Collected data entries
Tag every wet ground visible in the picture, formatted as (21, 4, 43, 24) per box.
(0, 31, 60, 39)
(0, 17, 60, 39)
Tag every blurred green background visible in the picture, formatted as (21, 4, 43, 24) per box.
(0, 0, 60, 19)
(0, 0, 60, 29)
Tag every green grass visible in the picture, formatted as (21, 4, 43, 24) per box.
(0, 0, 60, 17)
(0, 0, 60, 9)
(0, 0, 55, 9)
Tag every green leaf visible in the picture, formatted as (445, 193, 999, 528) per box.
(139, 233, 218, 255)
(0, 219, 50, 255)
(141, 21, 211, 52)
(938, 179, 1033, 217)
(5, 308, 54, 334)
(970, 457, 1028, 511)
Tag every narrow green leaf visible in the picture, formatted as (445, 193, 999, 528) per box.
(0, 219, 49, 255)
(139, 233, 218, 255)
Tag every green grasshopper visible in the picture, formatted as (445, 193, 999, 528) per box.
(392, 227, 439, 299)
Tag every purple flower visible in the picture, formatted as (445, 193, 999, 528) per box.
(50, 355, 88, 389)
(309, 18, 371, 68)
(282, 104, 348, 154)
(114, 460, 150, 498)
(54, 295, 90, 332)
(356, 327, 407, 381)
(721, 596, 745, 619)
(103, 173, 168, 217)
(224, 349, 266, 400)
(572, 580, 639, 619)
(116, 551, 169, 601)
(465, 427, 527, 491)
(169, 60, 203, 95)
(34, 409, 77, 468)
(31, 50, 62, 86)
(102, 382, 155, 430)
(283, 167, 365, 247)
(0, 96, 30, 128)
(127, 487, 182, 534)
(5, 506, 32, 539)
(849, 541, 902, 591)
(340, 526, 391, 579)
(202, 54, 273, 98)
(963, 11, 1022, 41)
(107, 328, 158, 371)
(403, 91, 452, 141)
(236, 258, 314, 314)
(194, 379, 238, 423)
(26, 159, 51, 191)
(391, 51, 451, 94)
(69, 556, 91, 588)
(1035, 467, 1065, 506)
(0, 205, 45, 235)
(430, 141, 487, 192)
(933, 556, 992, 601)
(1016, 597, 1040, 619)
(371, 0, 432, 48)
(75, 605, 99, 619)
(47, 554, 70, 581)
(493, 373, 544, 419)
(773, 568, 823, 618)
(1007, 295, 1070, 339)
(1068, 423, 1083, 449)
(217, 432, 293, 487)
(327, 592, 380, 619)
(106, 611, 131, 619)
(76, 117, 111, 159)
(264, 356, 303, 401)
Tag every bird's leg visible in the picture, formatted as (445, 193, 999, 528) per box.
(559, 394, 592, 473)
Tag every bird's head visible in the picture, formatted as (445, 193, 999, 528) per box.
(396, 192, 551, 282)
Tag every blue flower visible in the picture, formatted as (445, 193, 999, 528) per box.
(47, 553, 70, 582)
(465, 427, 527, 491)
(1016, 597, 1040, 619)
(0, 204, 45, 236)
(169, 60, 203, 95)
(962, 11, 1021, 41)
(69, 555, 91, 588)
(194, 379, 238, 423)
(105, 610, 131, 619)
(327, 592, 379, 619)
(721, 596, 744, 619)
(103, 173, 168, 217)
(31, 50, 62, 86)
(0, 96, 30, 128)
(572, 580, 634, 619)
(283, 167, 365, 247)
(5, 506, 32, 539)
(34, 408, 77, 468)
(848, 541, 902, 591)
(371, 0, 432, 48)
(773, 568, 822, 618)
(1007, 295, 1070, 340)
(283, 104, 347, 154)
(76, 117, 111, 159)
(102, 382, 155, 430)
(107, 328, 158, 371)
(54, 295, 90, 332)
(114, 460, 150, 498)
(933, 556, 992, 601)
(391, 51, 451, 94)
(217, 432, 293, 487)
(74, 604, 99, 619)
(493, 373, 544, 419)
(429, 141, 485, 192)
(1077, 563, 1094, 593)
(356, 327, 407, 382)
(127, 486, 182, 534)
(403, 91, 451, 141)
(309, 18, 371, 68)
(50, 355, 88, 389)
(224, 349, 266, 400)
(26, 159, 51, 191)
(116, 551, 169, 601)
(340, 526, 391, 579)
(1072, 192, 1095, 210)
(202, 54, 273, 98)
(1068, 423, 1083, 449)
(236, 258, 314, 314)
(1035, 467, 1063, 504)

▶ What you will do
Each line from the one that holds "Tag every bird's leg" to the end of the records above should be transcribed exactly, both ends included.

▶ Response to this task
Tag every bird's leg visible in the picture, formatted as (445, 193, 999, 528) per box.
(559, 394, 592, 473)
Tag every bird's head visible in the picture, formatted as (445, 193, 999, 528) per box.
(396, 192, 551, 282)
Tag every blue flower visible in the picture, formatted as (445, 193, 999, 528) per box.
(47, 553, 70, 582)
(465, 427, 527, 491)
(1016, 597, 1040, 619)
(0, 204, 45, 236)
(169, 60, 203, 95)
(962, 11, 1021, 41)
(69, 555, 91, 588)
(194, 379, 238, 423)
(105, 610, 131, 619)
(327, 592, 379, 619)
(721, 596, 744, 619)
(103, 173, 168, 217)
(31, 50, 62, 86)
(0, 96, 30, 128)
(572, 580, 634, 619)
(283, 167, 365, 247)
(5, 506, 32, 539)
(34, 408, 77, 468)
(848, 541, 902, 591)
(371, 0, 432, 48)
(773, 568, 822, 618)
(1007, 295, 1070, 340)
(283, 104, 347, 154)
(76, 117, 111, 159)
(102, 382, 155, 430)
(107, 328, 158, 371)
(54, 295, 90, 332)
(114, 460, 150, 498)
(933, 556, 992, 601)
(391, 51, 451, 94)
(217, 432, 293, 487)
(74, 604, 99, 619)
(493, 373, 544, 419)
(429, 141, 485, 192)
(1077, 563, 1094, 593)
(356, 327, 407, 382)
(127, 486, 182, 534)
(403, 91, 451, 141)
(309, 18, 371, 68)
(50, 355, 88, 389)
(224, 349, 266, 400)
(26, 159, 51, 191)
(116, 551, 169, 601)
(340, 526, 391, 579)
(1072, 192, 1095, 210)
(202, 54, 273, 98)
(1068, 423, 1083, 449)
(236, 258, 314, 314)
(1035, 467, 1063, 504)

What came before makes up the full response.